Rewrite the stretch from the first line through the line that contains "479,326 -> 542,388", with "Detection result" replaced by "Detection output" and everything else unchanged. Leave the pictures out of the answer.

##### DATA TO PROCESS

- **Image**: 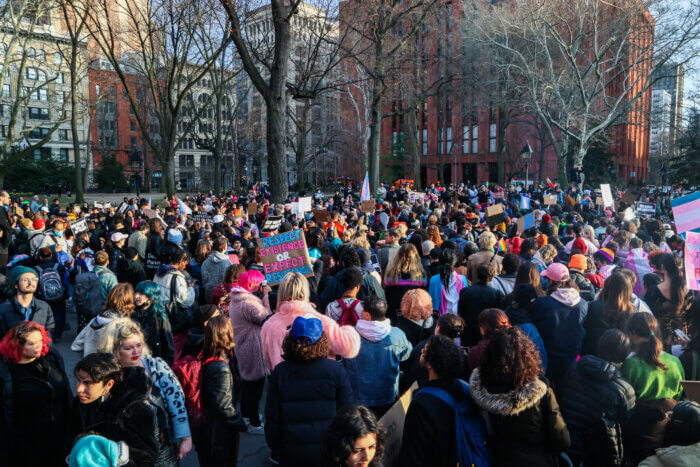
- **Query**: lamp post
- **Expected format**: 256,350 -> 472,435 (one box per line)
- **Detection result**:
520,141 -> 534,188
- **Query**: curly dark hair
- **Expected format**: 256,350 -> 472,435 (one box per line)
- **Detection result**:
322,405 -> 386,467
282,332 -> 331,362
423,335 -> 464,380
479,326 -> 542,388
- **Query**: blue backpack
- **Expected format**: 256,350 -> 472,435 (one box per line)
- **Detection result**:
414,379 -> 492,467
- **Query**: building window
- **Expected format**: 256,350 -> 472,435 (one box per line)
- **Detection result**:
489,123 -> 497,152
462,125 -> 469,154
29,107 -> 49,120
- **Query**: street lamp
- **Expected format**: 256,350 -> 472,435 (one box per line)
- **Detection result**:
520,141 -> 534,191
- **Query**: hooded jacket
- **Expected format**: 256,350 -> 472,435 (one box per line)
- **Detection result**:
531,289 -> 588,386
73,367 -> 160,467
70,310 -> 118,357
560,355 -> 635,466
229,285 -> 272,381
343,319 -> 413,407
202,251 -> 231,303
469,368 -> 571,466
260,300 -> 360,370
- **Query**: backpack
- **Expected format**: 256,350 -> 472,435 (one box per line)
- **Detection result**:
336,298 -> 360,327
414,379 -> 492,467
173,354 -> 221,430
73,271 -> 104,318
36,264 -> 65,302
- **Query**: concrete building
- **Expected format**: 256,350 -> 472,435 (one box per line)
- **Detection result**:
239,2 -> 339,188
0,9 -> 88,182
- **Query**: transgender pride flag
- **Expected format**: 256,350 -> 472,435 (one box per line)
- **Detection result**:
360,172 -> 372,201
520,195 -> 530,211
671,191 -> 700,233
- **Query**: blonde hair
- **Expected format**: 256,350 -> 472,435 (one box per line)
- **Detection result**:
95,318 -> 151,357
385,243 -> 425,280
401,289 -> 433,321
277,272 -> 311,304
479,231 -> 496,250
102,282 -> 135,317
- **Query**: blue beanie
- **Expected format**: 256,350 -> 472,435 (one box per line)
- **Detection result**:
68,435 -> 129,467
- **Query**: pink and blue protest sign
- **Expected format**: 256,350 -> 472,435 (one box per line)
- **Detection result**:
258,230 -> 314,285
671,191 -> 700,233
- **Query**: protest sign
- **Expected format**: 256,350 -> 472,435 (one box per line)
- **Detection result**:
600,183 -> 614,208
379,383 -> 418,465
258,230 -> 314,285
671,191 -> 700,233
247,201 -> 258,216
486,203 -> 505,227
518,212 -> 535,233
312,209 -> 331,225
70,217 -> 88,235
192,211 -> 212,223
685,232 -> 700,290
263,216 -> 282,232
635,203 -> 656,216
299,196 -> 311,215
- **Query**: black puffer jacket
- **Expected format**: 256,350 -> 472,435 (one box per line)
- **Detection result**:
559,355 -> 635,466
265,358 -> 353,466
197,360 -> 246,461
73,367 -> 160,467
469,368 -> 571,467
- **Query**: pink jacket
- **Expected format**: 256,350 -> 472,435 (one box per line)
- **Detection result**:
261,301 -> 360,371
228,285 -> 270,381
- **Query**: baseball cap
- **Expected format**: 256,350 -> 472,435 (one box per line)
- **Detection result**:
541,263 -> 569,282
290,313 -> 323,344
110,232 -> 129,242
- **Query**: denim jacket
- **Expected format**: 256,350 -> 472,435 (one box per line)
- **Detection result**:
343,319 -> 413,407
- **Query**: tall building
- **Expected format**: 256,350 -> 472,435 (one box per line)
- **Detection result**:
339,0 -> 653,186
0,4 -> 88,182
653,63 -> 685,149
240,2 -> 339,184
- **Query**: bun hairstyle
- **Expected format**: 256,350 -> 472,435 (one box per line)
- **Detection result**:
627,313 -> 666,370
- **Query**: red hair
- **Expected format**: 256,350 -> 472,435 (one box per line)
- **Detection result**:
0,321 -> 51,363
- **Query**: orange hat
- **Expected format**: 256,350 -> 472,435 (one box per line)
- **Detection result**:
569,255 -> 588,271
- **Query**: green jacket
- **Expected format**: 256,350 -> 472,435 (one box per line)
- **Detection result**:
620,352 -> 685,401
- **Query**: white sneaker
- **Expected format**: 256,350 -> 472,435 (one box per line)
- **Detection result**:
248,423 -> 265,435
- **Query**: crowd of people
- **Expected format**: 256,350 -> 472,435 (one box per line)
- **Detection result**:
0,183 -> 700,467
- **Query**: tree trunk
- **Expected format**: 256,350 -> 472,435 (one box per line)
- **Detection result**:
368,88 -> 382,193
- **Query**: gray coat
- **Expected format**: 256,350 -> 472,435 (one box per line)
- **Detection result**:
202,251 -> 231,303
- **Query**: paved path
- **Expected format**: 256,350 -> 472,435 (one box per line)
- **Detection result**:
55,313 -> 273,467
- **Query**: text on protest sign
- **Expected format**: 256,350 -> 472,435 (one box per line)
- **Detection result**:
258,230 -> 314,285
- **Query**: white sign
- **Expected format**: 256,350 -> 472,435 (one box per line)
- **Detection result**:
600,183 -> 615,208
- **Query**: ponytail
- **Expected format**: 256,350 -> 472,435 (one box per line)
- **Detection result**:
627,313 -> 666,370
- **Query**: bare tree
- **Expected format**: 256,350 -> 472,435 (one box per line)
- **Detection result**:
466,0 -> 700,182
89,0 -> 230,195
0,0 -> 67,185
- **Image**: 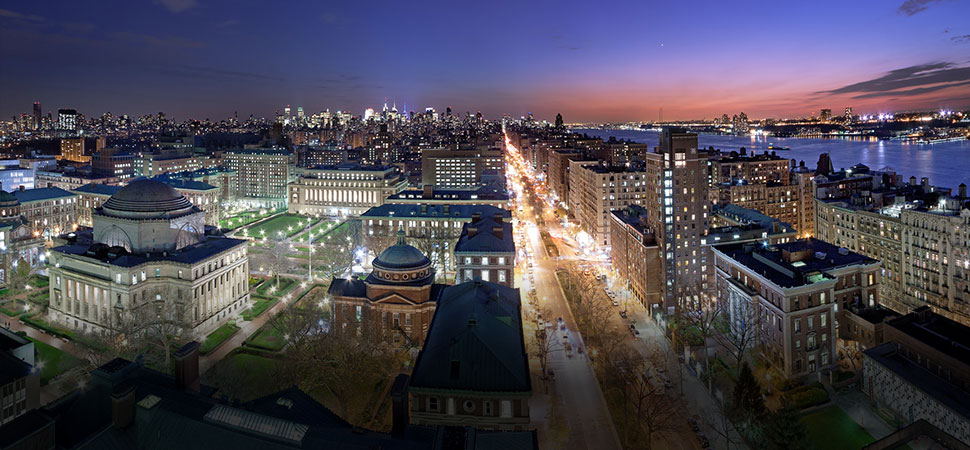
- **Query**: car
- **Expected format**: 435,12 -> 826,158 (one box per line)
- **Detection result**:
687,417 -> 701,433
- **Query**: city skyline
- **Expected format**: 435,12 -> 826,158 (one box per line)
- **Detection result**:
0,0 -> 970,122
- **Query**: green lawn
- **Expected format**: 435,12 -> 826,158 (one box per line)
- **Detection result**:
242,295 -> 277,320
246,324 -> 286,352
27,337 -> 87,384
199,322 -> 239,355
802,405 -> 875,450
246,214 -> 307,239
256,277 -> 297,297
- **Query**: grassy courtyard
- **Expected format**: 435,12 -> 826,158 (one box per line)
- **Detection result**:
802,405 -> 875,450
27,337 -> 87,384
245,214 -> 312,239
199,323 -> 239,355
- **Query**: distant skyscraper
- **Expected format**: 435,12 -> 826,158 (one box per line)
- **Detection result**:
34,102 -> 42,130
57,109 -> 77,135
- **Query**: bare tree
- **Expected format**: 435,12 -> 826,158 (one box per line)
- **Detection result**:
606,350 -> 685,449
286,314 -> 407,424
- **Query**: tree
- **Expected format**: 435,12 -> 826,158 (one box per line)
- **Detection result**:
763,401 -> 808,450
731,362 -> 765,436
286,319 -> 407,424
605,348 -> 685,449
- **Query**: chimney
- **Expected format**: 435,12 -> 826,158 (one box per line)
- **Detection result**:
391,373 -> 411,436
175,341 -> 199,392
111,383 -> 135,429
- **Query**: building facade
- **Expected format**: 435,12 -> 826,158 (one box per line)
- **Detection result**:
288,164 -> 407,216
48,180 -> 249,336
713,239 -> 880,378
222,148 -> 295,206
454,213 -> 515,287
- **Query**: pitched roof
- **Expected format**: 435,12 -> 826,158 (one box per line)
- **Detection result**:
13,187 -> 77,204
411,281 -> 532,392
455,217 -> 515,253
71,183 -> 121,197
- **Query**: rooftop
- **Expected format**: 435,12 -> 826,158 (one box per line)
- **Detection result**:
863,342 -> 970,418
411,281 -> 532,392
887,306 -> 970,362
454,216 -> 515,254
714,238 -> 879,288
12,187 -> 77,204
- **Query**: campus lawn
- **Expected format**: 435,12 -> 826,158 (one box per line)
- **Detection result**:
27,337 -> 87,384
256,277 -> 297,297
801,405 -> 875,450
199,323 -> 239,355
246,324 -> 286,352
246,214 -> 307,239
242,295 -> 277,320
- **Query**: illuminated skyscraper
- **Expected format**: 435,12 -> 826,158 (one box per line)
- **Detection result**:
646,128 -> 711,314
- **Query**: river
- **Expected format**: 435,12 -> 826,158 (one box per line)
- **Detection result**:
572,129 -> 970,187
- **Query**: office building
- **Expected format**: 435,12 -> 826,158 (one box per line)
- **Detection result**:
454,213 -> 515,287
57,138 -> 91,163
408,281 -> 532,431
13,188 -> 78,242
47,179 -> 249,336
569,161 -> 652,248
862,306 -> 970,445
0,166 -> 35,192
644,128 -> 713,315
421,148 -> 505,190
91,148 -> 135,180
222,148 -> 295,206
288,163 -> 407,216
713,239 -> 880,378
815,173 -> 970,325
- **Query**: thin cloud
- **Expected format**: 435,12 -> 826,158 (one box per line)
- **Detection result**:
816,62 -> 970,98
896,0 -> 943,16
0,9 -> 44,22
109,31 -> 205,48
152,0 -> 199,14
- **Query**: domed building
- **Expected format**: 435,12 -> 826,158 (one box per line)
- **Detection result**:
49,179 -> 249,336
328,230 -> 445,345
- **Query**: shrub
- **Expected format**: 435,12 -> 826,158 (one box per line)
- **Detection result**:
784,383 -> 829,409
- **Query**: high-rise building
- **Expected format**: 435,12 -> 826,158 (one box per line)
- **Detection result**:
421,148 -> 505,189
645,128 -> 713,314
57,138 -> 91,163
34,102 -> 43,130
57,109 -> 78,136
222,148 -> 295,206
287,163 -> 407,216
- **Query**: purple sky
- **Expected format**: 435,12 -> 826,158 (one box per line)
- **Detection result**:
0,0 -> 970,122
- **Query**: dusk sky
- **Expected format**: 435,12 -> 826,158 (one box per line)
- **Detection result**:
0,0 -> 970,122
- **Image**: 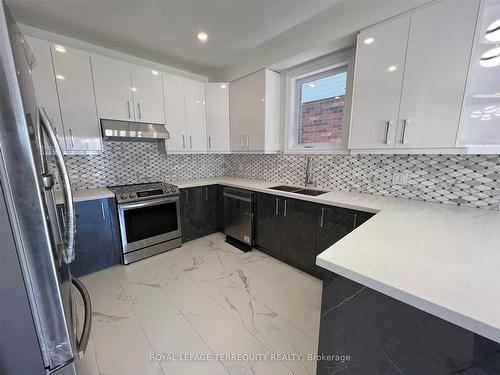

##########

» OUTPUT:
- **Image**: 
- **Query**: lamp post
- **Expected format**: 256,350 -> 472,435 (one box per line)
- **Detection output**:
520,141 -> 534,188
- **Query**: curly dark hair
- **Expected format**: 256,350 -> 472,435 (one box per line)
- **Detection output**:
322,405 -> 386,467
282,332 -> 331,362
423,335 -> 464,380
479,326 -> 542,388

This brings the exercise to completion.